▶ [STATED GOAL] Copy every item below word for word, without changing a single character.

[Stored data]
--------

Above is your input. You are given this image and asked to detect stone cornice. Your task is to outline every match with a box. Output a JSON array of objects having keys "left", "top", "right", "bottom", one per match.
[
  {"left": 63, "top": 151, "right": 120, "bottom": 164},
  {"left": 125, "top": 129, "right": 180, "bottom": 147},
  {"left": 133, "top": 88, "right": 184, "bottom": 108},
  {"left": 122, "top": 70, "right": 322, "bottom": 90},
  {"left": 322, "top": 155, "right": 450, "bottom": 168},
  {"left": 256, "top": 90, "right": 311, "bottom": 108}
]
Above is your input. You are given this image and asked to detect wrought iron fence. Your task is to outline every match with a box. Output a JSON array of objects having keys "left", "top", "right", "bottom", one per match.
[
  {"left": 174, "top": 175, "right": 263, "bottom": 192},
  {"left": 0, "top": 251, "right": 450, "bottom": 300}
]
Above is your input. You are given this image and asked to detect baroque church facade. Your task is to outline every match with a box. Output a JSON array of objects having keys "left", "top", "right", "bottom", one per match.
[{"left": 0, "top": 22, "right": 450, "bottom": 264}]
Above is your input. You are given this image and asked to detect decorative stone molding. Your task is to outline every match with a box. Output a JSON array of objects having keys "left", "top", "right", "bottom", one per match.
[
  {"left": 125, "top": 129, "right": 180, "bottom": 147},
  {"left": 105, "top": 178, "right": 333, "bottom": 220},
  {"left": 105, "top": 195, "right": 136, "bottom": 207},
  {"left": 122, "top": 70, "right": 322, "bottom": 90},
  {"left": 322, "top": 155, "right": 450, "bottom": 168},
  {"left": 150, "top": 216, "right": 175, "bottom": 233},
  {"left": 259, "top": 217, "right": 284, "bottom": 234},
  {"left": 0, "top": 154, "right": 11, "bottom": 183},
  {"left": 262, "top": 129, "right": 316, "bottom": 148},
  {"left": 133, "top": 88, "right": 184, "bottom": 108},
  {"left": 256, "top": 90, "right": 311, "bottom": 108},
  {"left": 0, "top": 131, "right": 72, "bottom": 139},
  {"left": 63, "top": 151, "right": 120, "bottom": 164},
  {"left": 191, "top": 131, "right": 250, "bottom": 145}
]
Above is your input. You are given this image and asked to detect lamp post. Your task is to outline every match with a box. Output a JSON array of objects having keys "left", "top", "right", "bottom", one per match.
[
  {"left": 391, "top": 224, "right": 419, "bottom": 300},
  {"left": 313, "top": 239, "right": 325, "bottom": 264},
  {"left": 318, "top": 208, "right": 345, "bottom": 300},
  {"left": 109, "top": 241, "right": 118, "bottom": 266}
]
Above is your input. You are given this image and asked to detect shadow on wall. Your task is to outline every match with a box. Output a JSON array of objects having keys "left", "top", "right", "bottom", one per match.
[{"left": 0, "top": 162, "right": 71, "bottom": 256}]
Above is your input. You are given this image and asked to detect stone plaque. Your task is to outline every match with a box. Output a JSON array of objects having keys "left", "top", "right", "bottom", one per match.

--------

▶ [RESPONSE BELOW]
Above is your input. You are given this image and asked to detect stone cornice. Your task is to outline every match with a box. Output a JSON array of objects having keys "left", "top", "right", "bottom", one per match.
[
  {"left": 63, "top": 151, "right": 120, "bottom": 164},
  {"left": 125, "top": 129, "right": 180, "bottom": 147},
  {"left": 133, "top": 88, "right": 184, "bottom": 108},
  {"left": 122, "top": 70, "right": 322, "bottom": 90},
  {"left": 322, "top": 155, "right": 450, "bottom": 168},
  {"left": 256, "top": 90, "right": 311, "bottom": 108}
]
Above is your input. You are given this image and asked to detect wrought iron fence. Your task is to outline every match with a box. Output a JSON array of objects having keys "left", "top", "right", "bottom", one per match.
[
  {"left": 174, "top": 175, "right": 263, "bottom": 192},
  {"left": 0, "top": 251, "right": 450, "bottom": 300}
]
Above is your input. You are given this image and asked to detect baroque church facade. Your task is to outline every match with a box. Output a JSON array of objects having keys "left", "top", "right", "bottom", one per match.
[{"left": 0, "top": 22, "right": 450, "bottom": 264}]
Above is your input. You are given this image and asked to detect decorative stone molding. Your task is to outline every match with a box. Output a JSON array of objects having keys "left", "top", "right", "bottom", one per match.
[
  {"left": 125, "top": 129, "right": 180, "bottom": 147},
  {"left": 105, "top": 178, "right": 333, "bottom": 220},
  {"left": 105, "top": 195, "right": 136, "bottom": 207},
  {"left": 122, "top": 70, "right": 322, "bottom": 90},
  {"left": 322, "top": 155, "right": 450, "bottom": 168},
  {"left": 150, "top": 216, "right": 175, "bottom": 233},
  {"left": 259, "top": 217, "right": 284, "bottom": 234},
  {"left": 0, "top": 154, "right": 11, "bottom": 183},
  {"left": 262, "top": 129, "right": 316, "bottom": 148},
  {"left": 133, "top": 88, "right": 184, "bottom": 108},
  {"left": 256, "top": 90, "right": 311, "bottom": 108},
  {"left": 0, "top": 131, "right": 72, "bottom": 139},
  {"left": 63, "top": 151, "right": 120, "bottom": 164},
  {"left": 191, "top": 131, "right": 250, "bottom": 145}
]
Above is your input. You are given this image and asked to detect lamp post. Your task is to outline every match with a box. Output a JSON array of objects having keys "left", "top", "right", "bottom", one per match.
[
  {"left": 391, "top": 224, "right": 419, "bottom": 300},
  {"left": 313, "top": 239, "right": 325, "bottom": 264},
  {"left": 318, "top": 208, "right": 345, "bottom": 300},
  {"left": 109, "top": 241, "right": 118, "bottom": 266}
]
Above is your input. You are given this image and asked to detect shadow on wall. Your task is to outline every match with a box. Output a JSON array of objects having keys "left", "top", "right", "bottom", one per match.
[{"left": 0, "top": 162, "right": 71, "bottom": 256}]
Above is your input. You are given this image and asked to detect stone plaque. Your task is to outline every match with a box. Output a JSON array of objects having keys "left", "top", "right", "bottom", one per match.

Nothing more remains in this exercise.